◆ What to produce ◆
Your answer is the line containing "water surface in the photo above." plus every line after it to the end of the data below, transcribed exactly and with nothing else.

◆ Given records ◆
****

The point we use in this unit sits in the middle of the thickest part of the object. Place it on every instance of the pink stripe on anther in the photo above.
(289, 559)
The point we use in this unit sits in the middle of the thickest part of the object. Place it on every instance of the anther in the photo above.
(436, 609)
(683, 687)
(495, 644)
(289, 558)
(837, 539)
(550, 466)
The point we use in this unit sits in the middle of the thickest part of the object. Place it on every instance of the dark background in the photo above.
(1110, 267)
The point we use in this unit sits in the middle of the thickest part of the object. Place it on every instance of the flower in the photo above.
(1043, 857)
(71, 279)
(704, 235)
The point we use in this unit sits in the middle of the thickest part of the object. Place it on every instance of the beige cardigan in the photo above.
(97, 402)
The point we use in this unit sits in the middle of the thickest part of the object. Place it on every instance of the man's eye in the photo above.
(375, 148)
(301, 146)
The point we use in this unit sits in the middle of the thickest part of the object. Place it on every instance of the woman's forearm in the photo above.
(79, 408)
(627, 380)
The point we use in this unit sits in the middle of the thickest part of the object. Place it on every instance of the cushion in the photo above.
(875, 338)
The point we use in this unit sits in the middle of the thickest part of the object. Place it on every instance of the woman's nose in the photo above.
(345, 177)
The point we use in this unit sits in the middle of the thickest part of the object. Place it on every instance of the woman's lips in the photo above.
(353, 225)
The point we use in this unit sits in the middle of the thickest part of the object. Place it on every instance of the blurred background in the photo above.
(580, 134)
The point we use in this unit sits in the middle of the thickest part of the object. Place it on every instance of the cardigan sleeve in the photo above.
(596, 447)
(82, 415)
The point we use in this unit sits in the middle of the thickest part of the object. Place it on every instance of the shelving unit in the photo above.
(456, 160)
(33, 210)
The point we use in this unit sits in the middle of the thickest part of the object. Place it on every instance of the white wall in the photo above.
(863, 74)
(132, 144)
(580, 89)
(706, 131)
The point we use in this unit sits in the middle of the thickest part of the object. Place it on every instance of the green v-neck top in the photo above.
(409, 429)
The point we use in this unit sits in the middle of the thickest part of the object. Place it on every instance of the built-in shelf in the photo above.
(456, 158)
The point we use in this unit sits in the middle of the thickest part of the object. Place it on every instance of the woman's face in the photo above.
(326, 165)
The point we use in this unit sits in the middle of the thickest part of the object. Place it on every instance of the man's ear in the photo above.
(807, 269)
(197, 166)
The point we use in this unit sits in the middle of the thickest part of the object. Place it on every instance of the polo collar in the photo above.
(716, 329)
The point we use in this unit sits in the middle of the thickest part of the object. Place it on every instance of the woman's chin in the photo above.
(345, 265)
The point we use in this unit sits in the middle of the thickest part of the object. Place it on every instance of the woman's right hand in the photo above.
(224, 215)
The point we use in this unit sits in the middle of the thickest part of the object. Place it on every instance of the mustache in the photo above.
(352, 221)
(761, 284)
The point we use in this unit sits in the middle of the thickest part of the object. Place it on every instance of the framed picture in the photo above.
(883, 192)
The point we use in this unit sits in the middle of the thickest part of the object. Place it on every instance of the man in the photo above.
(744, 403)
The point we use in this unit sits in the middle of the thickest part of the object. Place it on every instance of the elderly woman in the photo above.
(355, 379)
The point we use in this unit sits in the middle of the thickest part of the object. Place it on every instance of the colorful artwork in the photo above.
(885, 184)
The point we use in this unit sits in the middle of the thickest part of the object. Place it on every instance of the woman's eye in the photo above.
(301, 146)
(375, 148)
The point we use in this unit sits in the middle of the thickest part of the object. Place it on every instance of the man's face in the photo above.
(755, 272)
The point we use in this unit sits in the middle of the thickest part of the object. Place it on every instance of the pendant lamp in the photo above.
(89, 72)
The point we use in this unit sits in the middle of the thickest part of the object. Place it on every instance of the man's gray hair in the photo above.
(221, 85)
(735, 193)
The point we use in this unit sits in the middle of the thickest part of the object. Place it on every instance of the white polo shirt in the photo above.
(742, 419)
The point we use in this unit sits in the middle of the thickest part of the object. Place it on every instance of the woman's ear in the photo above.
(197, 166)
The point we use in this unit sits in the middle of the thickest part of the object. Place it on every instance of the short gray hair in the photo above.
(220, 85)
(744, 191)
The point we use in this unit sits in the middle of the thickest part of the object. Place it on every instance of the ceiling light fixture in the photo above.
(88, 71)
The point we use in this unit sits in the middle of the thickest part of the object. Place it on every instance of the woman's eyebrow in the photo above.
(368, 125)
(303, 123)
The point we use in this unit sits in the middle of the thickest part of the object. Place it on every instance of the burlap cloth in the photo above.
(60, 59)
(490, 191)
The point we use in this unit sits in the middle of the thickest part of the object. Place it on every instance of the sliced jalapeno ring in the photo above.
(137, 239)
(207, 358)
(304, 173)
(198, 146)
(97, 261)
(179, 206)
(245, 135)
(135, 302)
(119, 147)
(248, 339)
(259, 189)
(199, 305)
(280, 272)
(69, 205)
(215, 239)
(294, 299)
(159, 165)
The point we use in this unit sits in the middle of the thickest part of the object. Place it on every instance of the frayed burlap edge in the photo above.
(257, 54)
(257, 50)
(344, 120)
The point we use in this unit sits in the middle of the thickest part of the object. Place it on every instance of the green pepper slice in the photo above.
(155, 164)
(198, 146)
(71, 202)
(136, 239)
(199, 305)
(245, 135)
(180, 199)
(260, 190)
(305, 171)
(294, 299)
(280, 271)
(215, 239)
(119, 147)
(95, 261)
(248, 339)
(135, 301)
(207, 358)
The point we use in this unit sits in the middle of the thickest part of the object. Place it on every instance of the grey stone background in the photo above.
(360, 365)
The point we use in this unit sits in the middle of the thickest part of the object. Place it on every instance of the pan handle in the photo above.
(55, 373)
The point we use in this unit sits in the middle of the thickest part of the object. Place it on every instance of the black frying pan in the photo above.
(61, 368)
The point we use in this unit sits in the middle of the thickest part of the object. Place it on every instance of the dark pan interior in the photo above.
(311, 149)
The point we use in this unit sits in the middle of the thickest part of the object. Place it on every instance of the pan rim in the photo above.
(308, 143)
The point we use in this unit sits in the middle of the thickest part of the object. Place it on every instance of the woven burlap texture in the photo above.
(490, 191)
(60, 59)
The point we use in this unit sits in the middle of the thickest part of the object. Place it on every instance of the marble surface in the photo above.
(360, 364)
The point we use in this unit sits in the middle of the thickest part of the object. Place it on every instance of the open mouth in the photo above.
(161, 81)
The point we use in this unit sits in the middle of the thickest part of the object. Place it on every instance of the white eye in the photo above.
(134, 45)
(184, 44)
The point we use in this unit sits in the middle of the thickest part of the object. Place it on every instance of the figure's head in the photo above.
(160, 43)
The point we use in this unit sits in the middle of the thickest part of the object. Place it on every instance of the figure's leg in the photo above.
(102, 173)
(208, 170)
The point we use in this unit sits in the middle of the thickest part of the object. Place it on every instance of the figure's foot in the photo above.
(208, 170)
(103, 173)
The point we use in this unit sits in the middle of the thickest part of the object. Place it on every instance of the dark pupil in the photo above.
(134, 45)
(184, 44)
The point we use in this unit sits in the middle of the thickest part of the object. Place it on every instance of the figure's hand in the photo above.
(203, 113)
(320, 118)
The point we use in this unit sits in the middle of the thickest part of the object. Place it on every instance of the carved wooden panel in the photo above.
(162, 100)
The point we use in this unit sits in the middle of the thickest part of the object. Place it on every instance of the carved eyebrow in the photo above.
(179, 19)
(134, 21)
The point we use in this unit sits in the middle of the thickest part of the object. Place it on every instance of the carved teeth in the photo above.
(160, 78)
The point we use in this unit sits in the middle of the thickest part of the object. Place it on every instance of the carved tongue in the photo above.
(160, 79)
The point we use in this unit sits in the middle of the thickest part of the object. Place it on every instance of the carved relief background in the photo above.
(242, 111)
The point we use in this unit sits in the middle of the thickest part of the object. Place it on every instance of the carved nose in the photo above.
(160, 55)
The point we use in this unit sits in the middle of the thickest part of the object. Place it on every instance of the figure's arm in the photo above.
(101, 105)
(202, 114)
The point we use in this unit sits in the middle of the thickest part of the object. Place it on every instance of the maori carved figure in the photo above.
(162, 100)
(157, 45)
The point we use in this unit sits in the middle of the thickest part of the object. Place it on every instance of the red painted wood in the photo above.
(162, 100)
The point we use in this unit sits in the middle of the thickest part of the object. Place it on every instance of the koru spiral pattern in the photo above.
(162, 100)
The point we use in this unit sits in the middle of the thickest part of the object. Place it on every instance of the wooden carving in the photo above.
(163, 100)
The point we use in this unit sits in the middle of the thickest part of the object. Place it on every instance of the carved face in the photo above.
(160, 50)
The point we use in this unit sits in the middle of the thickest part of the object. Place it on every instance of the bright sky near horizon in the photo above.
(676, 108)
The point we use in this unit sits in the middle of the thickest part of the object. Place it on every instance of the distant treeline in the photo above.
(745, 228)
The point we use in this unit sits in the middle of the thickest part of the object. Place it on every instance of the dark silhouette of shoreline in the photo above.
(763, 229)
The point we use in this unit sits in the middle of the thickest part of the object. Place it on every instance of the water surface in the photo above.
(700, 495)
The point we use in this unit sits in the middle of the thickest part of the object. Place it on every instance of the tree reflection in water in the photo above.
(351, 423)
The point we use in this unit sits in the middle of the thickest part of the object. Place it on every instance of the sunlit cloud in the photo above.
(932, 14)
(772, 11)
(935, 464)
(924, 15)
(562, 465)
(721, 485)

****

◆ Task solution ◆
The point we use in this unit sits in the middle of the thickest part of the object. Place it on every instance of the water surface in the photo above.
(700, 495)
The point we use in this unit sits in the middle of the thickest part of the object. Place it on every instance of the tree reflection in water in the photo above.
(351, 423)
The point we use in this unit sits in the middle of the thickest part of the object. Place it on every instance of the sunlit cloud in the photo above.
(932, 14)
(772, 11)
(935, 464)
(924, 15)
(562, 465)
(721, 485)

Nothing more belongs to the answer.